> Collected data:
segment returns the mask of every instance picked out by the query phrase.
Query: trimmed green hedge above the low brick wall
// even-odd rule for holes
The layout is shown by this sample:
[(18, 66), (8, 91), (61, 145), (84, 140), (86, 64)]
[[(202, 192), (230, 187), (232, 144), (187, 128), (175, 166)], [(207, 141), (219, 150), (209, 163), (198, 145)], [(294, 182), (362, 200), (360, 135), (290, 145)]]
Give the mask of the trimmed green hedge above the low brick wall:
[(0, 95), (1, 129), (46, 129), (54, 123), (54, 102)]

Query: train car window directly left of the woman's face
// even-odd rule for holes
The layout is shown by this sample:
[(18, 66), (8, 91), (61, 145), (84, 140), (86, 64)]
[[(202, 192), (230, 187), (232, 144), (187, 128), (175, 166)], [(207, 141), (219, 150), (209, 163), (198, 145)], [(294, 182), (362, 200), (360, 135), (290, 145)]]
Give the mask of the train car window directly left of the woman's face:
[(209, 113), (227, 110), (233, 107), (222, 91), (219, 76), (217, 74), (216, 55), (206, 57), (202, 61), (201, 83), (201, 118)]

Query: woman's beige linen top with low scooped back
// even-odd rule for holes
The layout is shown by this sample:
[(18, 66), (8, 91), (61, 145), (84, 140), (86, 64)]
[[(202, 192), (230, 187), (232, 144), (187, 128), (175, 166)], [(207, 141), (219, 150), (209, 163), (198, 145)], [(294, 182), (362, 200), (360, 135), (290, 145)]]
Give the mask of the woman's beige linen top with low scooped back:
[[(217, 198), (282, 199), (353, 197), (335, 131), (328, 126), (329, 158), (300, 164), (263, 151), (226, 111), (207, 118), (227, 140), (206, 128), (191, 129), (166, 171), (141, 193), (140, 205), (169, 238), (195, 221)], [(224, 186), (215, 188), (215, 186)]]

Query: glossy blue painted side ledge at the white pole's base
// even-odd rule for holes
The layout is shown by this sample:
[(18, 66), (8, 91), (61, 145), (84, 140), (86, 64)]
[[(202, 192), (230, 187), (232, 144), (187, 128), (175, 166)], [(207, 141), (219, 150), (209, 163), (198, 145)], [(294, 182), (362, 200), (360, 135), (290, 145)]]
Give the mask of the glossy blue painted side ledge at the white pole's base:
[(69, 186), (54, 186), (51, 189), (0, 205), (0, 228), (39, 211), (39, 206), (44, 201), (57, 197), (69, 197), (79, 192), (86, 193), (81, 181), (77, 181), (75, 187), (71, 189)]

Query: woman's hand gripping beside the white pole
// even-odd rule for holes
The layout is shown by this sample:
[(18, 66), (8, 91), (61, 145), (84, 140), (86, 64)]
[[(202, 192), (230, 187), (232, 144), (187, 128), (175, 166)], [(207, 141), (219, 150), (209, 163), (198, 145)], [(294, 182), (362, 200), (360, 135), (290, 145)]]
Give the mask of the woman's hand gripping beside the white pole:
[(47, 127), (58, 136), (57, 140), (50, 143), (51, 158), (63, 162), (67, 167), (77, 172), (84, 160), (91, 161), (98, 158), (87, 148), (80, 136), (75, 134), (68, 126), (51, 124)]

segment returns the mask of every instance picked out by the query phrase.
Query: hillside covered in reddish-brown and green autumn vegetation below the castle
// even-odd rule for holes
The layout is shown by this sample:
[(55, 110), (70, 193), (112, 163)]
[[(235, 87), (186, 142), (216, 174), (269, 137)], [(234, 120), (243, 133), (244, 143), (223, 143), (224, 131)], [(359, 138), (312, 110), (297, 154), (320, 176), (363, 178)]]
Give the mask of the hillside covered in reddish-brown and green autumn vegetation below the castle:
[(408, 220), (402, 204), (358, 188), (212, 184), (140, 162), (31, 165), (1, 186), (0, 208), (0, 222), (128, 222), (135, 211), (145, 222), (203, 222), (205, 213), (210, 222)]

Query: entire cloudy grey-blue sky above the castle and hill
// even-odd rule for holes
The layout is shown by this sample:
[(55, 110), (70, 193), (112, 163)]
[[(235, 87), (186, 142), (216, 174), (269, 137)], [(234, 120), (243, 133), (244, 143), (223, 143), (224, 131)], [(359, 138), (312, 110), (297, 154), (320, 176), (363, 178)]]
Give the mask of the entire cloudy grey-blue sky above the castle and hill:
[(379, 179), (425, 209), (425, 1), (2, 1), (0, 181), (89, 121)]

> Work required: Produce an exact copy of every entry above.

> Worked solution:
segment returns the mask of every instance picked out by the query phrase.
Query: trimmed green hedge above the low brick wall
// even-odd rule for holes
The layout is shown by this sample:
[(18, 66), (8, 91), (61, 145), (84, 140), (86, 64)]
[[(202, 192), (230, 187), (232, 144), (187, 128), (175, 166)], [(207, 141), (219, 150), (209, 163), (198, 145)], [(294, 182), (362, 200), (360, 135), (290, 145)]]
Give the mask of the trimmed green hedge above the low brick wall:
[(0, 95), (1, 129), (46, 129), (54, 123), (54, 102)]

Query: train car window directly left of the woman's face
// even-odd rule for holes
The layout is shown by this sample:
[(18, 66), (8, 91), (61, 145), (84, 140), (86, 64)]
[[(202, 192), (230, 187), (232, 144), (187, 128), (175, 166)], [(207, 141), (219, 150), (209, 163), (198, 145)], [(294, 182), (362, 200), (360, 135), (290, 145)]]
Give the mask of the train car window directly left of the woman's face:
[(209, 113), (227, 110), (233, 107), (222, 91), (219, 76), (217, 74), (216, 55), (206, 57), (202, 61), (201, 83), (201, 118)]

Query: woman's beige linen top with low scooped back
// even-odd rule for holes
The layout is shown by this sample:
[(18, 66), (8, 91), (61, 145), (84, 140), (86, 64)]
[[(202, 192), (230, 187), (232, 144), (187, 128), (175, 166)], [(207, 141), (219, 150), (209, 163), (198, 145)], [(294, 182), (362, 200), (360, 135), (290, 145)]]
Give the mask of the woman's beige linen top with low scooped back:
[[(217, 198), (282, 199), (353, 197), (335, 131), (328, 126), (329, 158), (300, 164), (263, 151), (226, 111), (207, 118), (227, 140), (206, 128), (191, 129), (166, 171), (141, 193), (140, 205), (169, 238), (195, 221)], [(224, 186), (215, 188), (215, 186)]]

Query: glossy blue painted side ledge at the white pole's base
// even-odd rule for holes
The layout is shown by this sample:
[(18, 66), (8, 91), (61, 145), (84, 140), (86, 64)]
[[(202, 192), (230, 187), (232, 144), (187, 128), (175, 166)], [(207, 141), (219, 150), (209, 163), (198, 145)], [(294, 182), (362, 200), (360, 135), (290, 145)]]
Give the mask of the glossy blue painted side ledge at the white pole's base:
[(69, 186), (54, 186), (51, 189), (0, 205), (0, 228), (39, 211), (39, 206), (44, 201), (57, 197), (69, 197), (79, 192), (86, 193), (81, 181), (77, 181), (75, 187), (71, 189)]

Query: woman's hand gripping beside the white pole
// even-odd rule for holes
The layout is shown by this sample:
[(18, 66), (8, 91), (61, 145), (84, 140), (86, 64)]
[[(202, 192), (230, 187), (232, 144), (187, 128), (175, 166)], [(207, 141), (219, 150), (209, 163), (198, 145)], [(294, 182), (362, 200), (360, 135), (290, 145)]]
Give the mask of the woman's hand gripping beside the white pole:
[(47, 127), (58, 136), (57, 140), (50, 143), (51, 158), (63, 162), (67, 167), (77, 172), (84, 160), (91, 161), (98, 158), (87, 148), (80, 136), (75, 134), (68, 126), (51, 124)]

segment returns the mask of every instance picked out by the query phrase.
Query: hillside covered in reddish-brown and green autumn vegetation below the castle
// even-odd rule for holes
The layout is shown by this sample:
[(55, 110), (70, 193), (112, 163)]
[[(235, 87), (186, 142), (216, 174), (269, 137)], [(234, 120), (243, 133), (244, 143), (223, 143), (224, 131)], [(359, 138), (312, 110), (297, 154), (320, 176), (363, 178)]]
Give the mask of the hillside covered in reddish-brown and green autumn vegetation below the castle:
[(408, 220), (402, 204), (358, 188), (212, 184), (140, 162), (31, 165), (1, 186), (0, 208), (0, 222), (128, 222), (135, 211), (145, 222), (203, 222), (205, 213), (210, 222)]

Query: entire cloudy grey-blue sky above the castle and hill
// even-odd rule for holes
The layout is shown by this sample:
[(55, 110), (70, 193), (112, 163)]
[[(235, 87), (186, 142), (216, 174), (269, 137)], [(234, 120), (243, 133), (244, 143), (223, 143), (224, 131)], [(359, 138), (312, 110), (297, 154), (320, 176), (363, 178)]]
Give the mask of the entire cloudy grey-blue sky above the castle and hill:
[(379, 179), (425, 209), (425, 1), (2, 1), (0, 181), (89, 121)]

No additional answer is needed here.